以下の項目で、文字列「black」を含む行がいくつあるか数え、その数だけを書け。大文字と小文字は区別する。

入力:
● ● ● ● ● ● ●
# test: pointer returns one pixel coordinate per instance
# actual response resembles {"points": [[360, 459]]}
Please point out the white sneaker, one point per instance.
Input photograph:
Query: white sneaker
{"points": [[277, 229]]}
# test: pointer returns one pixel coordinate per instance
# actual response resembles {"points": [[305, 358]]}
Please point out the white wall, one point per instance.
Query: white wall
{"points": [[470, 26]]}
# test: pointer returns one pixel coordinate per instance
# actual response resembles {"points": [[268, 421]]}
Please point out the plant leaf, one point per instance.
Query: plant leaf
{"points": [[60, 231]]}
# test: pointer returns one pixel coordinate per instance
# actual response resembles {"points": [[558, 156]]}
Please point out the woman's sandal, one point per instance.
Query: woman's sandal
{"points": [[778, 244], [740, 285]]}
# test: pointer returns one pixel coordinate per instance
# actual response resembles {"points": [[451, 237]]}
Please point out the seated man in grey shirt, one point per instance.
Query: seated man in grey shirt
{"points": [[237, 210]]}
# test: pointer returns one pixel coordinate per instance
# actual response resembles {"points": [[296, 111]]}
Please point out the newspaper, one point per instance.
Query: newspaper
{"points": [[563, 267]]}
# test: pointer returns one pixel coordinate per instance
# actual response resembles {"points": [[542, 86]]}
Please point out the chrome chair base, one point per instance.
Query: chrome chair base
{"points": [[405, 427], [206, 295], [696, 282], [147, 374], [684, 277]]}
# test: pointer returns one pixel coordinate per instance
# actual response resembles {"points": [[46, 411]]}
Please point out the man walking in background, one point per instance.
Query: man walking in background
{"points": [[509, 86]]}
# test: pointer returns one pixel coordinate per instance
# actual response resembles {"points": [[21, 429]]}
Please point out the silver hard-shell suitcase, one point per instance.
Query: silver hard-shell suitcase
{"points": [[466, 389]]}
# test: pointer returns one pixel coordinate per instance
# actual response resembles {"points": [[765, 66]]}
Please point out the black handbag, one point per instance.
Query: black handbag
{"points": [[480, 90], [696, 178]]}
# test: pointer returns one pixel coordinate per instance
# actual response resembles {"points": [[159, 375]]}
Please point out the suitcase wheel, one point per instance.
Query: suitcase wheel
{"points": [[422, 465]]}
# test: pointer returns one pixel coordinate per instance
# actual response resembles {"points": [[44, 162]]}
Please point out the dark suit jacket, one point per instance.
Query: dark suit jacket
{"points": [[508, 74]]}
● ● ● ● ● ● ●
課題の解答:
2